Collect every line of the records below that contains the word "query", copying each such line in full. Case counts.

══════════

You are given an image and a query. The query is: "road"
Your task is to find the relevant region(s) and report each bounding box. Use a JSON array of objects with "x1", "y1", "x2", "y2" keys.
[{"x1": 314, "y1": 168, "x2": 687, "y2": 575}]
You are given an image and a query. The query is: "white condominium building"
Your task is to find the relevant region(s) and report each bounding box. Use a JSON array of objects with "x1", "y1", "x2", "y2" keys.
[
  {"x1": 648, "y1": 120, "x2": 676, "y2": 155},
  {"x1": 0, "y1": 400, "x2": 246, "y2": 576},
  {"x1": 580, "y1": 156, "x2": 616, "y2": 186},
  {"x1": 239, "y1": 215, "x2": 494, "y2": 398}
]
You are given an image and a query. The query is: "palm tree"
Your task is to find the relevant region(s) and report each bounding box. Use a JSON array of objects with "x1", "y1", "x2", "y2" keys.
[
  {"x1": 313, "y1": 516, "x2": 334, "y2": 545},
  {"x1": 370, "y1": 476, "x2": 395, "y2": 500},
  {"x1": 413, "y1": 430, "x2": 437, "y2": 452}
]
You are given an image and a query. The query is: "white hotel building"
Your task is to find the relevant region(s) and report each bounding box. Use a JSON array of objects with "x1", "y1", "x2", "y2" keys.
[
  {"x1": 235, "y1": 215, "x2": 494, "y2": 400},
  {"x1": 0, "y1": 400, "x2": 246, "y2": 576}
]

══════════

▶ Task output
You are given an image and a query. The query is: "road"
You are given an image and a query. The query is: "white condominium building"
You are given an image and a query. The query is: "palm tree"
You are given an image and a query. The query is: "white hotel building"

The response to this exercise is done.